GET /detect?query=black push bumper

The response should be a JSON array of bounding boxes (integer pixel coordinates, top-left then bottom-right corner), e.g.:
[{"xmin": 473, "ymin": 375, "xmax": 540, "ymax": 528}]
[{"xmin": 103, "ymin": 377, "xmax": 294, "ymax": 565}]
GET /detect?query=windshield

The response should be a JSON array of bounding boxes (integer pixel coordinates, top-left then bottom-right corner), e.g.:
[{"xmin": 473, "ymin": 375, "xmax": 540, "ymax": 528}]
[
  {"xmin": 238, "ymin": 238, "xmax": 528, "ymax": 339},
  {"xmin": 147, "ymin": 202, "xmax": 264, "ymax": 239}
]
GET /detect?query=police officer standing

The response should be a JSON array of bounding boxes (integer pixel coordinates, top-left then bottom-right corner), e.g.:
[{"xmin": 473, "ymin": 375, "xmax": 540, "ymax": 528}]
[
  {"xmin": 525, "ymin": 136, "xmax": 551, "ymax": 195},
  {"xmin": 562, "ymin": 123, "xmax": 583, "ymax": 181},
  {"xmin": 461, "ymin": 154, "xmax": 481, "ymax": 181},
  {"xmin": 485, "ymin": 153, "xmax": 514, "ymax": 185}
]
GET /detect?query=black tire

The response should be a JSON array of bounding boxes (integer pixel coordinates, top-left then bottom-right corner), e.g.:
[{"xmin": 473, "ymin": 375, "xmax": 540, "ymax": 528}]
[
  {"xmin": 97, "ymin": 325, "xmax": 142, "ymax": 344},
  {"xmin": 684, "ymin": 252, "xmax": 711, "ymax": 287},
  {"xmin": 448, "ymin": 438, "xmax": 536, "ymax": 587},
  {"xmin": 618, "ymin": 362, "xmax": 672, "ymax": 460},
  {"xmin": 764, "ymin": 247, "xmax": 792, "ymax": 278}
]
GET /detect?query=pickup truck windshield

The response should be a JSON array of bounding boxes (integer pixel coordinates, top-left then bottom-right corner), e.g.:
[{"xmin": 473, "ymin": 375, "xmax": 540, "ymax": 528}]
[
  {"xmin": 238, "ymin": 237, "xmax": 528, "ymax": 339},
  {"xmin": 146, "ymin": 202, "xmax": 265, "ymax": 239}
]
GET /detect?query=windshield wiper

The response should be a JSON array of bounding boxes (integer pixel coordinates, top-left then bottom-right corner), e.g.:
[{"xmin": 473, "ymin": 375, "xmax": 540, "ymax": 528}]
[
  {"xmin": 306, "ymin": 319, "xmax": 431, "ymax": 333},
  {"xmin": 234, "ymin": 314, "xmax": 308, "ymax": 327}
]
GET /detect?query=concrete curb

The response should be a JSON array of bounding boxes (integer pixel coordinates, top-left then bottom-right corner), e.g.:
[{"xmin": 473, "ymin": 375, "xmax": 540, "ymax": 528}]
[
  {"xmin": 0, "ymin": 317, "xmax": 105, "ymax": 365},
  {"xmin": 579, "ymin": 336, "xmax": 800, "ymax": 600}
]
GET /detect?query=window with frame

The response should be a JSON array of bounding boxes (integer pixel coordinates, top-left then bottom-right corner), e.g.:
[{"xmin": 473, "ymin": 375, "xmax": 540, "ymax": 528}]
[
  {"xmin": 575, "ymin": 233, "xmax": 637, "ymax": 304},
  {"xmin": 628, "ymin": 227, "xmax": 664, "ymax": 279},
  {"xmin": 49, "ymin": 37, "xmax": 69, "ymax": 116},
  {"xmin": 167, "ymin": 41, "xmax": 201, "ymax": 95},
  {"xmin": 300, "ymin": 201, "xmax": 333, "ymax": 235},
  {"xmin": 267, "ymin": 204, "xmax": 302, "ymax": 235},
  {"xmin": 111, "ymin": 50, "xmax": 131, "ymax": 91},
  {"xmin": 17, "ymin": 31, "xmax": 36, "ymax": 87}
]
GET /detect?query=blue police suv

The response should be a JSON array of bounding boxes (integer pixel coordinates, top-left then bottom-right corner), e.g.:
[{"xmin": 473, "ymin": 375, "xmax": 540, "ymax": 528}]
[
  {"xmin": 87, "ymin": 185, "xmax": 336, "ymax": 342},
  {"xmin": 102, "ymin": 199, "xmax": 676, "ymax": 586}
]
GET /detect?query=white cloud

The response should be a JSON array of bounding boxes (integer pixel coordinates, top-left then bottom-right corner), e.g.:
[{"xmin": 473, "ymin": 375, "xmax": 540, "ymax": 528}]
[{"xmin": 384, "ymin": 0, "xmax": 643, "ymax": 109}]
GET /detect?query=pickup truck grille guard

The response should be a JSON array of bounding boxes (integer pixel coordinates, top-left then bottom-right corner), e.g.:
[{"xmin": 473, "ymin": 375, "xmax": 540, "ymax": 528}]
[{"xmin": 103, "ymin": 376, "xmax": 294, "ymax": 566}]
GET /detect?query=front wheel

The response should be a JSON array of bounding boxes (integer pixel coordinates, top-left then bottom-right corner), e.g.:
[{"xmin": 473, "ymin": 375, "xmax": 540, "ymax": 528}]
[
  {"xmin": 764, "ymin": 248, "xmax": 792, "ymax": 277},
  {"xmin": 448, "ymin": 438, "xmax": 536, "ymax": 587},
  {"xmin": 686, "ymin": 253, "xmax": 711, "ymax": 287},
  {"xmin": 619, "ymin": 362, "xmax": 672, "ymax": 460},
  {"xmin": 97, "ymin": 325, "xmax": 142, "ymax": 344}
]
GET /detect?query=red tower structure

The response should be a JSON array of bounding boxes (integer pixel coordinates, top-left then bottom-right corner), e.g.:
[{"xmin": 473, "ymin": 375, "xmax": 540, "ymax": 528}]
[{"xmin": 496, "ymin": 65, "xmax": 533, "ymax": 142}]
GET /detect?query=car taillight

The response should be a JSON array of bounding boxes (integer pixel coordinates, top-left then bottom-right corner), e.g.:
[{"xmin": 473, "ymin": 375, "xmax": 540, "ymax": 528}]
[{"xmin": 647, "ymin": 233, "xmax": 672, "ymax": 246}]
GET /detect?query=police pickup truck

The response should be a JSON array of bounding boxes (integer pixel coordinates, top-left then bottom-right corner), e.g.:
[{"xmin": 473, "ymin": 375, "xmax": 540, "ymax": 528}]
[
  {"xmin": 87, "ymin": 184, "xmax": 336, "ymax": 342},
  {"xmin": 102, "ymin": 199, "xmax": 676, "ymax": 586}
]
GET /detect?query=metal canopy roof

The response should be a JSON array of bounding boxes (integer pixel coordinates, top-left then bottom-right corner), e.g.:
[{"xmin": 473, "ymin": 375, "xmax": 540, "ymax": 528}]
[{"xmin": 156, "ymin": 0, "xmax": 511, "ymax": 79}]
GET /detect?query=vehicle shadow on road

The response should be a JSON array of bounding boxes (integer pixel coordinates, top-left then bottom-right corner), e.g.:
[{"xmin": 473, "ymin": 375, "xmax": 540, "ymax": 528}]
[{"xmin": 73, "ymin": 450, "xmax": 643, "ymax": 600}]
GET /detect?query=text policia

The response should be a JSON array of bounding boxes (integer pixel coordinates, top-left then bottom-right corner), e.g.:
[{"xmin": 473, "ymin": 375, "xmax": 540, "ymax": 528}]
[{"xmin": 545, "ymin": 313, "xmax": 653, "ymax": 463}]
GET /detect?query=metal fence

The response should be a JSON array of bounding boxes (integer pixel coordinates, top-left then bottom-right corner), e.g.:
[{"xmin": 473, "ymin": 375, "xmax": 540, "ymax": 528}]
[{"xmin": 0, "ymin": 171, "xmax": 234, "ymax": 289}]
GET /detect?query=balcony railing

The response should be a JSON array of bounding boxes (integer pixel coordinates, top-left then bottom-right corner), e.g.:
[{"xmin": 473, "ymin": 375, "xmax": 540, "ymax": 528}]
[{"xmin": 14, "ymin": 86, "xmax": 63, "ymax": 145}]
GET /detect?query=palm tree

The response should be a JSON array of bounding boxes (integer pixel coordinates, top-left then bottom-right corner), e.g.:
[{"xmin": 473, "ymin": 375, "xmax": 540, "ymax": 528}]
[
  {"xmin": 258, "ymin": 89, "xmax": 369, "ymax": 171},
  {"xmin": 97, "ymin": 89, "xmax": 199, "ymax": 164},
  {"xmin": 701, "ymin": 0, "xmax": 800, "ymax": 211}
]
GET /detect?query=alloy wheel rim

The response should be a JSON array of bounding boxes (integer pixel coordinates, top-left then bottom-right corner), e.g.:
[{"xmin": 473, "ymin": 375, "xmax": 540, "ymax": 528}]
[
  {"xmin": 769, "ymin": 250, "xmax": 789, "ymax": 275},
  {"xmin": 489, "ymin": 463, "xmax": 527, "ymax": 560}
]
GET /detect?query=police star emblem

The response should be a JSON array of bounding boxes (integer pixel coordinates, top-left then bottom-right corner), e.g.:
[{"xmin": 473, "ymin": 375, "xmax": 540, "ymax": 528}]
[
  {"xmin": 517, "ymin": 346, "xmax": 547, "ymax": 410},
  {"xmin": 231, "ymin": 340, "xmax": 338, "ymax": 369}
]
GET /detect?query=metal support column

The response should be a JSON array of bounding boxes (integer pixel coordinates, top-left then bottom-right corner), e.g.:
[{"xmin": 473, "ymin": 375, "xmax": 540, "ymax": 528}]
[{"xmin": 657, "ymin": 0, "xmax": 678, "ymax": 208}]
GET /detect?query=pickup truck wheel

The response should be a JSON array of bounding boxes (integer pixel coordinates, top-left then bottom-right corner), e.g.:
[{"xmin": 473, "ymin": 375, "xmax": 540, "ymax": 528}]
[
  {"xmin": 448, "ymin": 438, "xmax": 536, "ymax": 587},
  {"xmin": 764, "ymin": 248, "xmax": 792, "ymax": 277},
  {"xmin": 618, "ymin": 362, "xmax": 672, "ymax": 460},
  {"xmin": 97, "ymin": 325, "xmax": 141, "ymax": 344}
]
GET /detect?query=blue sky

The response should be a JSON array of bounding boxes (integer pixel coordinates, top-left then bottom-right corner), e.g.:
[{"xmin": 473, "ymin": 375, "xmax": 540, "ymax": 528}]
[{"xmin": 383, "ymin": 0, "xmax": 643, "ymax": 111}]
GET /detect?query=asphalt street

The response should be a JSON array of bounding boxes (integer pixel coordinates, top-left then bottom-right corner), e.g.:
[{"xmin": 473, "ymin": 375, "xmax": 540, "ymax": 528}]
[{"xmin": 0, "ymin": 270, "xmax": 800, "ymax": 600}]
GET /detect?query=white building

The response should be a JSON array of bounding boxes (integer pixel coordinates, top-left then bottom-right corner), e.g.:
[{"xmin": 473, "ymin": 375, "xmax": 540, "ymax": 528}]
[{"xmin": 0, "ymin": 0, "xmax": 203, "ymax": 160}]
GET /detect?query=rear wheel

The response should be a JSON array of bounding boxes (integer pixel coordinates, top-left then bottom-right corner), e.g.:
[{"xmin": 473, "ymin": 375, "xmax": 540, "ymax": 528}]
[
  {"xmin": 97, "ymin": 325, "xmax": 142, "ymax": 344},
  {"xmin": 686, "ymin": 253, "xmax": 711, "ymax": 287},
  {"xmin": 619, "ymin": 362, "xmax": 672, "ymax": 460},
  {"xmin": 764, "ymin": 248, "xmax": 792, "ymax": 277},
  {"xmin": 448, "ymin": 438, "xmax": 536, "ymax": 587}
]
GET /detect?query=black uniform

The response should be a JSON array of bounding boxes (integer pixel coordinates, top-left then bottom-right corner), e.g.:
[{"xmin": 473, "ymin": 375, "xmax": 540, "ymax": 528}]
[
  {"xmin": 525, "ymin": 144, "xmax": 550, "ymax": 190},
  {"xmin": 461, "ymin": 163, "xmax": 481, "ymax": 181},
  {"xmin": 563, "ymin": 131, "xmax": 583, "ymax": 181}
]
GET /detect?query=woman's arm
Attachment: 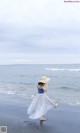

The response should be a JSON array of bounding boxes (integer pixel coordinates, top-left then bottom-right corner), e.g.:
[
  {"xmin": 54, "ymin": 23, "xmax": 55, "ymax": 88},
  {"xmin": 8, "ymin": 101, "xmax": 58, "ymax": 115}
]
[{"xmin": 43, "ymin": 83, "xmax": 48, "ymax": 91}]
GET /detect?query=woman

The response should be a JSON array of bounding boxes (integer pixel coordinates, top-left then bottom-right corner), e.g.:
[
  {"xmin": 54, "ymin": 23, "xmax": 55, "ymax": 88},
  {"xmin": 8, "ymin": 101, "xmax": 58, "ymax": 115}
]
[{"xmin": 27, "ymin": 76, "xmax": 58, "ymax": 120}]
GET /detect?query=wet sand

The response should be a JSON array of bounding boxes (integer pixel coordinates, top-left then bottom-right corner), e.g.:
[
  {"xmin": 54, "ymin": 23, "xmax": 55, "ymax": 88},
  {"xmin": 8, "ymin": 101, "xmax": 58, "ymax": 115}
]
[{"xmin": 0, "ymin": 94, "xmax": 80, "ymax": 133}]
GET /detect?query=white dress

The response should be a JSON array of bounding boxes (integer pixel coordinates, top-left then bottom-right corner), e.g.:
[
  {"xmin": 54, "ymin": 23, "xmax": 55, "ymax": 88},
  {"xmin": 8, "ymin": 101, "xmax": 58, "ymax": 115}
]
[{"xmin": 27, "ymin": 89, "xmax": 54, "ymax": 119}]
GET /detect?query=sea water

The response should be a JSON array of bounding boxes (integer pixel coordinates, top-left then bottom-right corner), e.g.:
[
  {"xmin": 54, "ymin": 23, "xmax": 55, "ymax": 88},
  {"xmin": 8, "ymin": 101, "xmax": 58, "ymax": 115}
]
[{"xmin": 0, "ymin": 64, "xmax": 80, "ymax": 105}]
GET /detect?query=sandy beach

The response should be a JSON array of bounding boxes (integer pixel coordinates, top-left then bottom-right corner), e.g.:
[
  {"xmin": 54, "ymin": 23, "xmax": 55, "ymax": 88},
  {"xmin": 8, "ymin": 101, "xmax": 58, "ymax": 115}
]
[{"xmin": 0, "ymin": 94, "xmax": 80, "ymax": 133}]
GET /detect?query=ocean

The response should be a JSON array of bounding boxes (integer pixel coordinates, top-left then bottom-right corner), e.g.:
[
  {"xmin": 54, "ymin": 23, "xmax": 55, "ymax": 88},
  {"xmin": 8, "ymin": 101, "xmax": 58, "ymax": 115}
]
[{"xmin": 0, "ymin": 64, "xmax": 80, "ymax": 105}]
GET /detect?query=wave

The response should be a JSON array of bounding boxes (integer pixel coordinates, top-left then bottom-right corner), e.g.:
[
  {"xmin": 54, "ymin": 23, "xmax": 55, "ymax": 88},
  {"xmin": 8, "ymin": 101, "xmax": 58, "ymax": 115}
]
[{"xmin": 45, "ymin": 68, "xmax": 80, "ymax": 72}]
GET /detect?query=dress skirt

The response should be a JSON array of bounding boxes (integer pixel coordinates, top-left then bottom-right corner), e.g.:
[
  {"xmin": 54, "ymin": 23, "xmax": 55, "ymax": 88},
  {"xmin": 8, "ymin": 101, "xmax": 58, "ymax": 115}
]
[{"xmin": 27, "ymin": 93, "xmax": 53, "ymax": 119}]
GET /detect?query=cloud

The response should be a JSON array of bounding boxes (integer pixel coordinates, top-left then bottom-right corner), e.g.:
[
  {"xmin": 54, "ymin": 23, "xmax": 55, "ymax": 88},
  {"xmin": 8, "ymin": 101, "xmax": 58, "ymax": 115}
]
[{"xmin": 0, "ymin": 0, "xmax": 80, "ymax": 63}]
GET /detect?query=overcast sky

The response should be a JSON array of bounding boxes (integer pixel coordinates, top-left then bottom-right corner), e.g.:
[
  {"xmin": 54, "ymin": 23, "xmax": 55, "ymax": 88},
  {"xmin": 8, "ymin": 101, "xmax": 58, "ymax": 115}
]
[{"xmin": 0, "ymin": 0, "xmax": 80, "ymax": 64}]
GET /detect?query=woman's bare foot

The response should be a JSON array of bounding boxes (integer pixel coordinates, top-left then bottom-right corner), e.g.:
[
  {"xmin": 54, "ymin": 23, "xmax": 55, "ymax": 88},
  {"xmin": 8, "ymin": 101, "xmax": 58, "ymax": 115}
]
[{"xmin": 40, "ymin": 117, "xmax": 46, "ymax": 121}]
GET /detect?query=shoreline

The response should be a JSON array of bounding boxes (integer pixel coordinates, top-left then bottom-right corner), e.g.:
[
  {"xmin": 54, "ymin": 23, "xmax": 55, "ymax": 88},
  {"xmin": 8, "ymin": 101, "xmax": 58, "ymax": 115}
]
[{"xmin": 0, "ymin": 94, "xmax": 80, "ymax": 133}]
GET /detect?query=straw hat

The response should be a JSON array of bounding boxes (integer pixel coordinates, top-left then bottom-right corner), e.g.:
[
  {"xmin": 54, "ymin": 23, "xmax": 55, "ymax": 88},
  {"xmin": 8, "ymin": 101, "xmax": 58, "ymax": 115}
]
[{"xmin": 38, "ymin": 76, "xmax": 50, "ymax": 83}]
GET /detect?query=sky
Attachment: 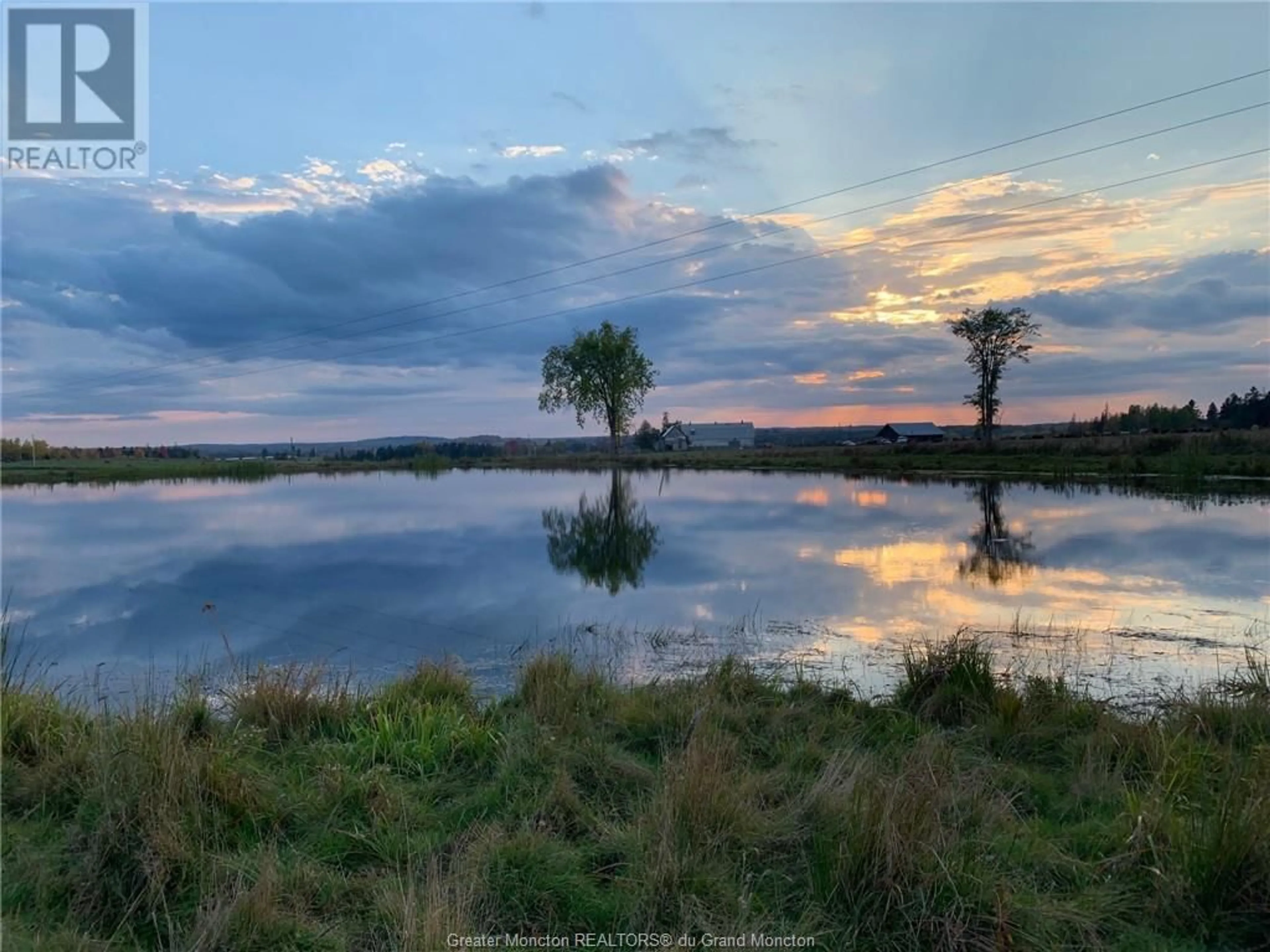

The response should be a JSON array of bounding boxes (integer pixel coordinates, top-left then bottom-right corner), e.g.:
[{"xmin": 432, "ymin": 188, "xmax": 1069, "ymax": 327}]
· · · · · · ·
■ Descripción del ejercicio
¿Cuántas líneas de los datos anteriores contienen la cadena "windshield", teniendo en cuenta mayúsculas y minúsculas? Responda únicamente con el número.

■ Solución
3